-- begin Input material --
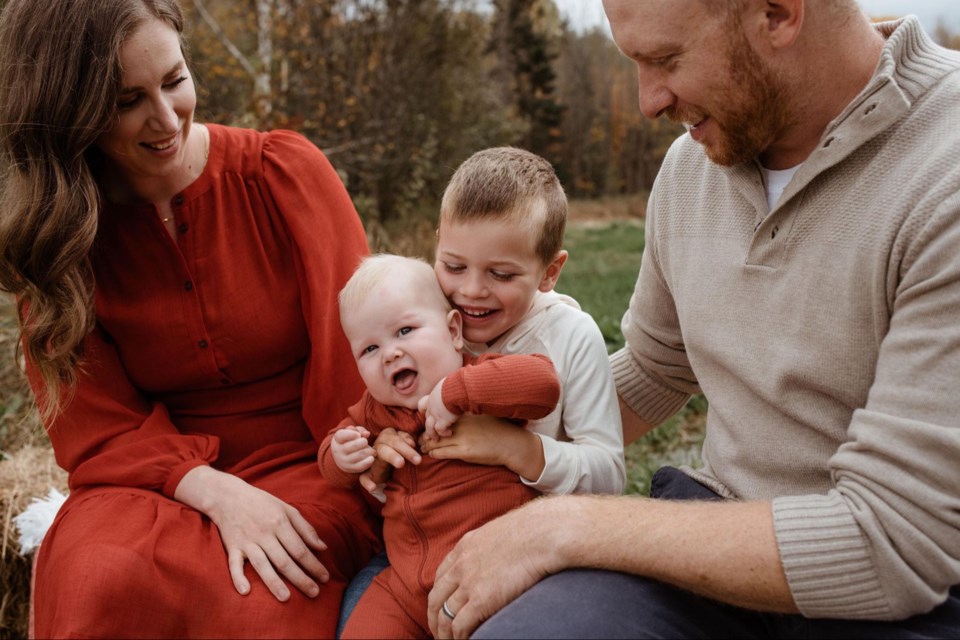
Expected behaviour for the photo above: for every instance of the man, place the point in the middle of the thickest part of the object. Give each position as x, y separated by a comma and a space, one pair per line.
802, 270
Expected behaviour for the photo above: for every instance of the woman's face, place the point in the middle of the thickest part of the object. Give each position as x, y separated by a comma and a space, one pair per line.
154, 109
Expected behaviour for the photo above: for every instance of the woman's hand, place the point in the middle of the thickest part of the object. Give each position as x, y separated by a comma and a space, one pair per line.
257, 527
490, 441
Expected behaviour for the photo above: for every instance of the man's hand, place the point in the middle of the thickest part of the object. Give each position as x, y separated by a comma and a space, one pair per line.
483, 574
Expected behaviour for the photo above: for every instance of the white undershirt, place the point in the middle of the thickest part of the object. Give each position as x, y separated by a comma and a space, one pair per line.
775, 182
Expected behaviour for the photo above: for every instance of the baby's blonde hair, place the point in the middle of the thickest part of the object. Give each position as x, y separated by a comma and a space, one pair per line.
373, 269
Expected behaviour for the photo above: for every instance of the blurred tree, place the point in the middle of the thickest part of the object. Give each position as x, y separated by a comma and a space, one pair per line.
526, 38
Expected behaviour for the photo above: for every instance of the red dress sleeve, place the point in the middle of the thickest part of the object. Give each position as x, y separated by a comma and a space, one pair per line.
108, 433
329, 246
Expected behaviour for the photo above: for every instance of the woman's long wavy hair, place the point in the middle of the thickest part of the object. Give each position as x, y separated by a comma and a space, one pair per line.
60, 76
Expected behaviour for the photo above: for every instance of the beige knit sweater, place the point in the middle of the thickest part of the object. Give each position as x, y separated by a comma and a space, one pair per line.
826, 336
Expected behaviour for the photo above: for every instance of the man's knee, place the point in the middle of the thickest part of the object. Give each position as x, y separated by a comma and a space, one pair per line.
587, 603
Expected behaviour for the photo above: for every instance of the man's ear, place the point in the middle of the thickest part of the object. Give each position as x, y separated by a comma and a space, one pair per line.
550, 275
455, 324
777, 23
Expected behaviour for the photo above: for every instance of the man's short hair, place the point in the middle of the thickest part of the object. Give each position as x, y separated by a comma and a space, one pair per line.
510, 184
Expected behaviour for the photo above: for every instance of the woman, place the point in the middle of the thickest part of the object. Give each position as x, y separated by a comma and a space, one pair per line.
177, 287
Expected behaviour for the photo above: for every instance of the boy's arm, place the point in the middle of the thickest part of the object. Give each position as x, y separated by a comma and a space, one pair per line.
520, 387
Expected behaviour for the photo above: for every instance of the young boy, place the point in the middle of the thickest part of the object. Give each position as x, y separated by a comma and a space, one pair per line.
499, 255
407, 342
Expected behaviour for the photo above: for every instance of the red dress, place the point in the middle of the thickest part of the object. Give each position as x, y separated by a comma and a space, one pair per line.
224, 348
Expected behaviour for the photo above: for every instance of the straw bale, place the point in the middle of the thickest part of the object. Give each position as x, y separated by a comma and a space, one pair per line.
27, 474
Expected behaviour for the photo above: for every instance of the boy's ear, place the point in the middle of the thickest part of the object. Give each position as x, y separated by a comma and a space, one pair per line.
455, 324
549, 280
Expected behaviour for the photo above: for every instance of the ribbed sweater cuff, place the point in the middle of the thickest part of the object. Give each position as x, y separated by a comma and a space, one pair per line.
649, 400
827, 559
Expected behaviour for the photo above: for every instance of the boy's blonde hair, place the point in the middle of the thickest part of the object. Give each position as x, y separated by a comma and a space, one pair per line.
372, 271
510, 184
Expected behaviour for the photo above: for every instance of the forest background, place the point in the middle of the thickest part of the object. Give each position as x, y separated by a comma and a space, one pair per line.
397, 93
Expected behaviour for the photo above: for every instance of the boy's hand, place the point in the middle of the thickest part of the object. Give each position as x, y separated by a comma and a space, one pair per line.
437, 418
351, 451
490, 441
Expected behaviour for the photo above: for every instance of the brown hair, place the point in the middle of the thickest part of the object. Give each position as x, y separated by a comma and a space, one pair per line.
60, 77
513, 185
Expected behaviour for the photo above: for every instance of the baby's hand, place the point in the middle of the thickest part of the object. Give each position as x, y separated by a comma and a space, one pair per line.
351, 450
437, 418
396, 448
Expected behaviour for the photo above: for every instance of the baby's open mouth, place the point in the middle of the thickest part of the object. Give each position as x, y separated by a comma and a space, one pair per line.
405, 379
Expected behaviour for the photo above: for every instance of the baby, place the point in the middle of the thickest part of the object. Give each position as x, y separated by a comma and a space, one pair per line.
408, 345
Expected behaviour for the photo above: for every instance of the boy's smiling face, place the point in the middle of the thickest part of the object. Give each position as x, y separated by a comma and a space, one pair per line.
490, 272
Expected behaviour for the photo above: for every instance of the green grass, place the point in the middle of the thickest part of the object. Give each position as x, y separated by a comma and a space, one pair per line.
601, 273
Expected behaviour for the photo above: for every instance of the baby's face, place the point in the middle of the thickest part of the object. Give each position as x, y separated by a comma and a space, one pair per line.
490, 272
403, 340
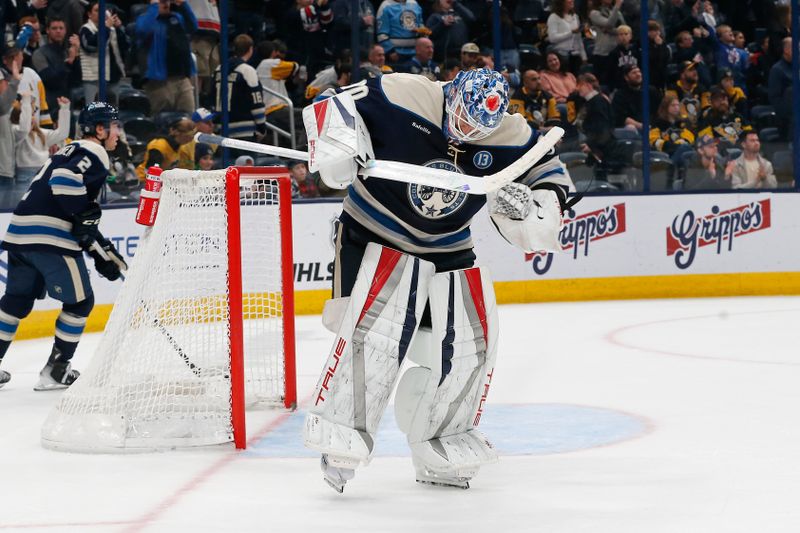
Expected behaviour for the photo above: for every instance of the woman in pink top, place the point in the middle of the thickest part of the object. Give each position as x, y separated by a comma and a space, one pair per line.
556, 80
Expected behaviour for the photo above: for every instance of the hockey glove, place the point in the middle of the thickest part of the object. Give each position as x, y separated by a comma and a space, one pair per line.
513, 201
107, 261
86, 225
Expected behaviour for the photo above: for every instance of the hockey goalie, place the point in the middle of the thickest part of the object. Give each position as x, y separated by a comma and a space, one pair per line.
405, 286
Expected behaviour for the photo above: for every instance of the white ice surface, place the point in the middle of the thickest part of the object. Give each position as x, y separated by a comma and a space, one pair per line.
712, 385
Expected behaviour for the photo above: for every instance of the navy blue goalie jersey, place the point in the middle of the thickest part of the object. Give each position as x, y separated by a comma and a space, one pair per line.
404, 115
64, 186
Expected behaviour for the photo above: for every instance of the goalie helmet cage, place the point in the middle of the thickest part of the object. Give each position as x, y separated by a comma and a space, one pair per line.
203, 325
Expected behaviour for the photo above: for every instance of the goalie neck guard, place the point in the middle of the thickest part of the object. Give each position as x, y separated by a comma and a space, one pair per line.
475, 102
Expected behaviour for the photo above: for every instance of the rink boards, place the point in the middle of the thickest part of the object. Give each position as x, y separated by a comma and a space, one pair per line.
614, 247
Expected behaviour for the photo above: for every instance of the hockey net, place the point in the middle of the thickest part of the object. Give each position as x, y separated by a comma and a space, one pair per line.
202, 326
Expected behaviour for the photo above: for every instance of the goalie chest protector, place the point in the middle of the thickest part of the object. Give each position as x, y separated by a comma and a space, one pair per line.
404, 115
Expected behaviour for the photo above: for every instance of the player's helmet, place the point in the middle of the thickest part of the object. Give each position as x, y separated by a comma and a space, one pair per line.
475, 102
96, 113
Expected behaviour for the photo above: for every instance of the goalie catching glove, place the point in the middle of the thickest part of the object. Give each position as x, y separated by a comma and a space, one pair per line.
530, 219
107, 261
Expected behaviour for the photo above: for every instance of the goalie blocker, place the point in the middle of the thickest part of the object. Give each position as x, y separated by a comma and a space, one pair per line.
438, 402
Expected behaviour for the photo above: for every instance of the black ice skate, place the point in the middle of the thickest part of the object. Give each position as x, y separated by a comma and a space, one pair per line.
56, 374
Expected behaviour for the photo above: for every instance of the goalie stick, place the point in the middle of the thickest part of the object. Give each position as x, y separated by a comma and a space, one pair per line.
408, 173
154, 318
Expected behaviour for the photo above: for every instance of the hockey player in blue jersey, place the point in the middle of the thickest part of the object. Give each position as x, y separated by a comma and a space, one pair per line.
54, 223
405, 284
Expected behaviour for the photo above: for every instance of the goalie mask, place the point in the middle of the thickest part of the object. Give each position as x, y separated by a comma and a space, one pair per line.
475, 102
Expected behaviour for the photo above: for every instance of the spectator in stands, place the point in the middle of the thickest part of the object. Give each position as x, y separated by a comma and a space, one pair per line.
752, 170
164, 29
376, 62
627, 101
399, 24
204, 156
302, 184
556, 80
564, 33
422, 63
670, 132
449, 27
687, 50
10, 78
720, 121
90, 69
305, 33
532, 102
70, 11
33, 143
726, 55
342, 24
28, 39
624, 55
56, 62
692, 96
706, 170
660, 56
779, 86
469, 56
246, 119
205, 44
203, 122
594, 121
736, 96
273, 71
30, 83
605, 16
163, 150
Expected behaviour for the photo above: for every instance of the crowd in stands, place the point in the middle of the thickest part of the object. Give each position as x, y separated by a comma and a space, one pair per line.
720, 79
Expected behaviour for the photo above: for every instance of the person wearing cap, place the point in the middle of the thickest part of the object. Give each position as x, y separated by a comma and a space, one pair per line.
627, 100
448, 25
720, 121
204, 156
532, 102
303, 185
736, 96
752, 170
706, 170
469, 56
693, 96
163, 150
399, 25
625, 54
203, 120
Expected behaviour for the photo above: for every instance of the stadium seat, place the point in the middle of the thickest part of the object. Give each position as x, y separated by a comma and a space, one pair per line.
142, 128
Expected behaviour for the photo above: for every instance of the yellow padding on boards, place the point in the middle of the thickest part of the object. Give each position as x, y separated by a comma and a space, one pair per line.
42, 323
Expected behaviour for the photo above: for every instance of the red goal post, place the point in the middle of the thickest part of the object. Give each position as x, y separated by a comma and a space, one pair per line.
203, 325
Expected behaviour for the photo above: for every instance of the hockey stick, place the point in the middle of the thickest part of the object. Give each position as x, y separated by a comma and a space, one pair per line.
154, 318
408, 173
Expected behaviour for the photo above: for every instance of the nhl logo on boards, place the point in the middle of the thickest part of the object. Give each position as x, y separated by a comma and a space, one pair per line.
432, 202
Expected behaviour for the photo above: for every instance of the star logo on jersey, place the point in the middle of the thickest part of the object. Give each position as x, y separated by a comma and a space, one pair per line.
434, 203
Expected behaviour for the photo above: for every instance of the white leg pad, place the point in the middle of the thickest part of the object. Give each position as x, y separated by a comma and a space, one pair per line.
439, 414
377, 326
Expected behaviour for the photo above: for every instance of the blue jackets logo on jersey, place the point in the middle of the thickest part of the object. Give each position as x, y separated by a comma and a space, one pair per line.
431, 202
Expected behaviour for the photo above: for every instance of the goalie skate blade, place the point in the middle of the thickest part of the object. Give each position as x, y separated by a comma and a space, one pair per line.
338, 487
452, 484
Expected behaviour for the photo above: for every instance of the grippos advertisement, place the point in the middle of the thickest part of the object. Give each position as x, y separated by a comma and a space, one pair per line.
601, 237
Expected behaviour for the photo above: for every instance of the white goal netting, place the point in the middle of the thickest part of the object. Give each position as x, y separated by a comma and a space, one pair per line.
161, 376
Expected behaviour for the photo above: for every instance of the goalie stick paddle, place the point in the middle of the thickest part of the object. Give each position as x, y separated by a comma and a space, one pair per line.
154, 319
408, 173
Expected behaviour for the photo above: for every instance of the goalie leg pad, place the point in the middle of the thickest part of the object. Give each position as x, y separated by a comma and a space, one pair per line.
382, 314
439, 403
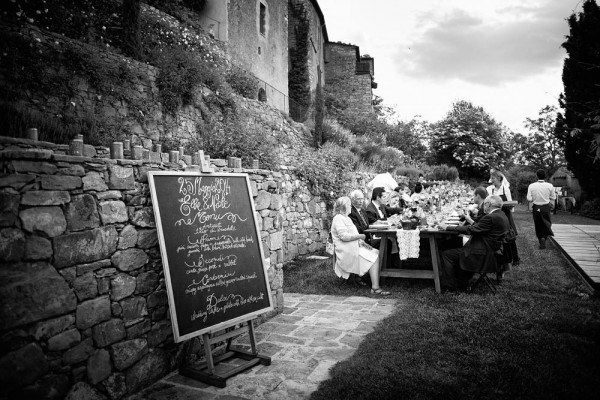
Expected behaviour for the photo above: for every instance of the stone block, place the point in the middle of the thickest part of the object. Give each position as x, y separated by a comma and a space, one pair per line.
144, 218
276, 202
9, 208
149, 369
45, 198
138, 329
109, 332
85, 247
38, 167
64, 340
92, 312
112, 212
146, 282
83, 391
127, 353
15, 181
128, 237
82, 213
94, 181
85, 286
275, 240
122, 286
134, 308
159, 333
61, 182
78, 353
22, 367
98, 366
12, 245
73, 169
129, 259
46, 329
109, 195
158, 298
120, 177
115, 386
262, 200
37, 248
147, 238
83, 269
32, 292
49, 220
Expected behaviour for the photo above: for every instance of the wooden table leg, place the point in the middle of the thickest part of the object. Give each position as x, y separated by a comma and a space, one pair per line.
382, 256
435, 261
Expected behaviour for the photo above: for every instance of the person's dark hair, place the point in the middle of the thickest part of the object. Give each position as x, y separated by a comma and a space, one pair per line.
481, 192
541, 174
377, 192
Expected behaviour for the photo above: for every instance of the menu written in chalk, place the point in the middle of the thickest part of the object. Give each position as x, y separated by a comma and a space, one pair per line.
211, 250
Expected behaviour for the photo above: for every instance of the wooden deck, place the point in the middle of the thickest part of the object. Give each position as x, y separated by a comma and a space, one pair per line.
581, 245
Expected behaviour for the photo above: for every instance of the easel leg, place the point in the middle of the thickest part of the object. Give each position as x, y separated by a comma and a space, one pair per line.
208, 354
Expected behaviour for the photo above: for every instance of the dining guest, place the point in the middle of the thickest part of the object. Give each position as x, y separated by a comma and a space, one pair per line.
377, 210
352, 256
501, 187
541, 193
417, 196
479, 195
487, 235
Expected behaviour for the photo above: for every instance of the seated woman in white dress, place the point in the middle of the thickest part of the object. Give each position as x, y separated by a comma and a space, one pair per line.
352, 254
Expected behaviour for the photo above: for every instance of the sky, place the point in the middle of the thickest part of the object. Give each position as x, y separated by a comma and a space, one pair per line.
502, 55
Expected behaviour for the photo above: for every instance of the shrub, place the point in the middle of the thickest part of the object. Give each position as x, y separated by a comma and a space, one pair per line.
591, 209
441, 173
411, 172
326, 170
243, 83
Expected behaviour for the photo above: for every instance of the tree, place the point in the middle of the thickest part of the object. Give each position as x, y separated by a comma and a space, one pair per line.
542, 149
579, 126
469, 139
407, 136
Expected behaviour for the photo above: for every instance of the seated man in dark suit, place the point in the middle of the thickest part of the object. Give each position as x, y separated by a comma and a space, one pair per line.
479, 196
377, 210
359, 216
487, 235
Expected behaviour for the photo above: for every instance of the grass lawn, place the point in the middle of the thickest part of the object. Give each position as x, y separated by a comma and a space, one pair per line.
538, 338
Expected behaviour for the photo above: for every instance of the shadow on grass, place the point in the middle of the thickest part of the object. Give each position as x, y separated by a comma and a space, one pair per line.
539, 338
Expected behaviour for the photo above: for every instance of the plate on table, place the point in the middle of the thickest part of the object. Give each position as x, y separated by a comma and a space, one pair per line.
378, 226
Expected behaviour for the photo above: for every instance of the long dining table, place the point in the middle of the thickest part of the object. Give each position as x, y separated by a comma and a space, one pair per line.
433, 235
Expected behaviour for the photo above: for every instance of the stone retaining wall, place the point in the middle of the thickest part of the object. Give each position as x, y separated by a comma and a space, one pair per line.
82, 291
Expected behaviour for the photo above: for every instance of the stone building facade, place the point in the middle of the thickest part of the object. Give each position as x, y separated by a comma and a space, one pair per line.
256, 33
82, 290
317, 37
350, 76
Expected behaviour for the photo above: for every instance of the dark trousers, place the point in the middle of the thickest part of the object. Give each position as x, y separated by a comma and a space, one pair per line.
453, 277
541, 220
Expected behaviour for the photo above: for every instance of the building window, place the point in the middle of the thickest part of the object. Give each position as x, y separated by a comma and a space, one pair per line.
262, 95
263, 19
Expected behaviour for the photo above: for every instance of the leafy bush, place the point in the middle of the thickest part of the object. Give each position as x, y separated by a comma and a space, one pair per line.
334, 133
411, 172
440, 173
243, 83
591, 209
520, 178
326, 170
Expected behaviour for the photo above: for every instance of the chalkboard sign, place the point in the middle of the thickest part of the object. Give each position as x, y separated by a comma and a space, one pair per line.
211, 250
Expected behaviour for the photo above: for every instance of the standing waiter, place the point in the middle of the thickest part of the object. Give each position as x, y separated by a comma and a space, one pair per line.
541, 193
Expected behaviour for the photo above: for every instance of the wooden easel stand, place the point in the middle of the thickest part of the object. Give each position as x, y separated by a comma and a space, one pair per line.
206, 372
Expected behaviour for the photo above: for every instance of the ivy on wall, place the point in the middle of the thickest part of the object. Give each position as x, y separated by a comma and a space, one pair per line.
298, 75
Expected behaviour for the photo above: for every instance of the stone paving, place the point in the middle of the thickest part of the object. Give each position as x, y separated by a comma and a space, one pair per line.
312, 334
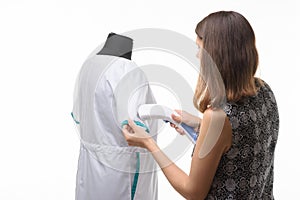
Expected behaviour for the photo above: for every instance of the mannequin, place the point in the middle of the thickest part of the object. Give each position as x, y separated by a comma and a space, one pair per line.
109, 89
117, 45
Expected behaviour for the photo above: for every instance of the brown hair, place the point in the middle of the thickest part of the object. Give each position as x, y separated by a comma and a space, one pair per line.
229, 41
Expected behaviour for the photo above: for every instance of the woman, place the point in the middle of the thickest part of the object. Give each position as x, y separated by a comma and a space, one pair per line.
234, 154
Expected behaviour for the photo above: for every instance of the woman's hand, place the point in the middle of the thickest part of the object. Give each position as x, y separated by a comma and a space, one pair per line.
136, 135
187, 118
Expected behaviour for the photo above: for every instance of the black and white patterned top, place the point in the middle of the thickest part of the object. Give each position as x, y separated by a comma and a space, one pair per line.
246, 170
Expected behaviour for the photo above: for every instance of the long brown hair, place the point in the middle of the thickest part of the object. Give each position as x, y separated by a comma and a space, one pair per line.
229, 41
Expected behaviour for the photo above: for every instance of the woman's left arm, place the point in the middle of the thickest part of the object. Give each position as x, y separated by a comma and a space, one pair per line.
212, 143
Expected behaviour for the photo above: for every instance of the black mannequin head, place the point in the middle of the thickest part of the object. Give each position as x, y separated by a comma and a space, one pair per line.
117, 45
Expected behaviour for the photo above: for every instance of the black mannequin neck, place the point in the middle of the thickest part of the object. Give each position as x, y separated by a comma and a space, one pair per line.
117, 45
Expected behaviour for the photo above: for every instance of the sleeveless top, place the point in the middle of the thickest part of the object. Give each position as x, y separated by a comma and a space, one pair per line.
245, 171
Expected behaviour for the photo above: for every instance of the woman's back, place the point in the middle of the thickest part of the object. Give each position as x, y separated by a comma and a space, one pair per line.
246, 170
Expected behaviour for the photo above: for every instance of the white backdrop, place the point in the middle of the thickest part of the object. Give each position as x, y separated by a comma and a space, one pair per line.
42, 47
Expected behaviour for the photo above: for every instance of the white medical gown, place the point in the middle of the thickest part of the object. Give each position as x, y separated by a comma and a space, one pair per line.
109, 90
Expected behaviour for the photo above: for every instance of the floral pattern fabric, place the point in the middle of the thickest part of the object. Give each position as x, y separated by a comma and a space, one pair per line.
246, 170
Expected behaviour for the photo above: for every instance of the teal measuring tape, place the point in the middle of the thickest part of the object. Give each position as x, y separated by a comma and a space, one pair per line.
138, 162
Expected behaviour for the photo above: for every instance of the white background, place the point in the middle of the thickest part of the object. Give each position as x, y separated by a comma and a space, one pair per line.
42, 47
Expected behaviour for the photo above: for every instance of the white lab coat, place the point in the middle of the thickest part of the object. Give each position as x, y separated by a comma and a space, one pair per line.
109, 90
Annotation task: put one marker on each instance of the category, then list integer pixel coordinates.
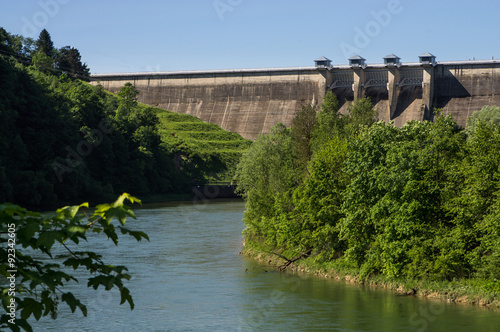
-- end Input material --
■ Goal
Select every line above that contains the string "player" and copy those lines out.

■ Correct answer
Expected behaviour for the photo above: for every instance of the player's helmet, place the point in the middle of the thickest part of the object. Give each position as x, y separated by a comma and a space, one pair per line.
Expected behaviour for the photo above: for every instance of the hockey player in blue jersey, place the point in the middle of the thickest part of the object. Give each position as x, y separated by a comma and a space, one pair per line.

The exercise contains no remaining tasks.